== Instrução A ==
Responda às perguntas a seguir com base no texto sobre Danilo Gentilli:
(i) Que "notícia" sobre o humorista foi intensamente compartilhada nas redes sociais nos últimos dias?
(ii) Quem é apontado como amostra de um tipo social que existe em toda a sociedade?
(iii) O que o falecido pai considerava a respeito da mulher?
== Instrução B ==
Imprima, sem nenhuma alteração, o trecho do texto sobre Danilo Gentilli entre "Há mulheres que" e "disfarçado de bom-mocismo.", inclusive.
== Instrução C ==
Prossiga com a escrita do texto sobre Danilo Gentilli a partir da última frase apresentada.

____ Texto apresentado

Quantas pessoas podem ter raiva de você porque uma outra pessoa apresentou você da forma errada? Danilo Gentilli é um caso curiosíssimo. Não faltam piadas de baixo calão para que ele seja malhado em praça pública mas, curiosamente, ele é mais malhado pelo que não fez do que pelo que fez. Nos últimos dias, nas redes sociais, houve um intenso compartilhamento da "notícia" de que o humorista iria pagar indenização à maior doadora de leite do Brasil por chamá-la de vaca. Fiquei surpresa ao ver que jornalistas acreditavam nisso. Mais surpresa ainda ao ver colegas acreditando que Danilo Gentilli é bolsonarista. Todos estamos sujeitos às fake news.

Há mulheres que ficam com aversão a quem faz piadas ofensivas, como Danilo Gentilli. Compreendo. Não é o meu caso, gosto de pessoas com as quais posso falar abertamente sobre o que me incomoda e que me falam abertamente sobre os meus erros. Tenho aversão a quem patrulha discurso mas é conivente com ações perversas na vida real. Karol Conka no BBB é a amostra de um tipo social que existe em toda a sociedade, inclusive no jornalismo. Precisamos aprender a lidar com o bullying disfarçado de bom-mocismo.

O caso da maior doadora de leite do Brasil é um exemplo clássico de como é possível travestir de militância bem intencionada uma mistura de sadismo com incompetência. É nesse ponto que geralmente os feministos me interrompem para perguntar: "mas, como mulher, você está ao lado dele neste caso?". Meu falecido pai era um homem antiquado, mas considerava que mulher também é ser humano e eu aprendi assim. Peço desculpas aos feministos, mas não aceitarei o rebaixamento e continuarei usando o lugar de fala de ser humano mesmo. Um erro não justifica o outro.

________
____ Informações fornecidas

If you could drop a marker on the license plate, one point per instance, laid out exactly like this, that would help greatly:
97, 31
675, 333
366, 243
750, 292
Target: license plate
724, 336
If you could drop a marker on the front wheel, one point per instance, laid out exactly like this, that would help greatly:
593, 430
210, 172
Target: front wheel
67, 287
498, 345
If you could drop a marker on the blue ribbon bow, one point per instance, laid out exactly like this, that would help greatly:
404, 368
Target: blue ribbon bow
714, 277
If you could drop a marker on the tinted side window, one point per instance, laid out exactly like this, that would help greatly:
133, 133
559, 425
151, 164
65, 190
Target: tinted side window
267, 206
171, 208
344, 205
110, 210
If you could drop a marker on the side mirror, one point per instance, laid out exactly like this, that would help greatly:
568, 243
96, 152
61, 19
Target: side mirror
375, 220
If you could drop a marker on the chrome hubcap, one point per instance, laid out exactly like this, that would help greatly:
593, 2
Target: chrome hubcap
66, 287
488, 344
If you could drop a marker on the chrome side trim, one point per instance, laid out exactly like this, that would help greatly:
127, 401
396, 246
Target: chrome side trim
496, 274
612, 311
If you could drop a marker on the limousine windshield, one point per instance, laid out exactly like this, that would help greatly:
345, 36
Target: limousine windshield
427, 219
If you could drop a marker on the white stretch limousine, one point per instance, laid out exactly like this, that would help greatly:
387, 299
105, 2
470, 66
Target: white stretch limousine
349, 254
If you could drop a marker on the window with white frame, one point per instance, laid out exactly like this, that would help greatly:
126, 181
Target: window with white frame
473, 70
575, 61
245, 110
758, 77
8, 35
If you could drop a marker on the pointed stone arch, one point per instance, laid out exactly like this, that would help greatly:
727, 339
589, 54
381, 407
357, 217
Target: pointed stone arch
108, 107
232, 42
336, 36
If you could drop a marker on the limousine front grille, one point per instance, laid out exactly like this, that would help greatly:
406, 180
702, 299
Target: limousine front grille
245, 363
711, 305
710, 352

________

== Resultado do exercício A ==
(i) A de que o humorista iria pagar indenização à maior doadora de leite do Brasil por chamá-la de vaca.
(ii) Karol Conka no BBB.
(iii) Que mulher também é ser humano.

== Resultado do exercício B ==
Há mulheres que ficam com aversão a quem faz piadas ofensivas, como Danilo Gentilli. Compreendo. Não é o meu caso, gosto de pessoas com as quais posso falar abertamente sobre o que me incomoda e que me falam abertamente sobre os meus erros. Tenho aversão a quem patrulha discurso mas é conivente com ações perversas na vida real. Karol Conka no BBB é a amostra de um tipo social que existe em toda a sociedade, inclusive no jornalismo. Precisamos aprender a lidar com o bullying disfarçado de bom-mocismo.

== Resultado do exercício C ==
A "piada" que Danilo, Marcelo Mansfield e a equipe da Band fizeram com a notícia do portal Mundo Bizarro foi horrível. Para mim, a notícia do portal já havia passado do limite e os compartilhamentos dela na internet também, não teria colocado no programa. Para a Justiça, o maior problema foi com a montagem da foto, exposta na televisão. O segundo foi a piada de cunho sexual de Marcelo Mansfield com a doadora de leite materno. A indenização já foi paga, ao contrário do que se alardeou nas redes sociais. O valor de R$ 80 mil também não estava correto e o humorista não era o único réu, como faziam parecer as notícias. Fizeram o que não deviam, tomaram processo e foram punidos. O que mais os justiceiros sociais querem?

A invenção da piada da vaca, repetida à exaustão em manchetes de diversos órgãos sérios de imprensa e manifestações de jornalistas profissionais, é mau jornalismo e não se justifica. A punição é o pagamento de indenização, não a difamação em massa por gente que depois vai fazer gaslighting e se dizer perseguida. A defesa do jornalismo profissional e do nosso compromisso com o público passa por disciplinar as diversas Karol Conka espalhadas pelas redações. Jornalismo não se faz com boas intenções, se faz com técnica, disciplina e eficiência.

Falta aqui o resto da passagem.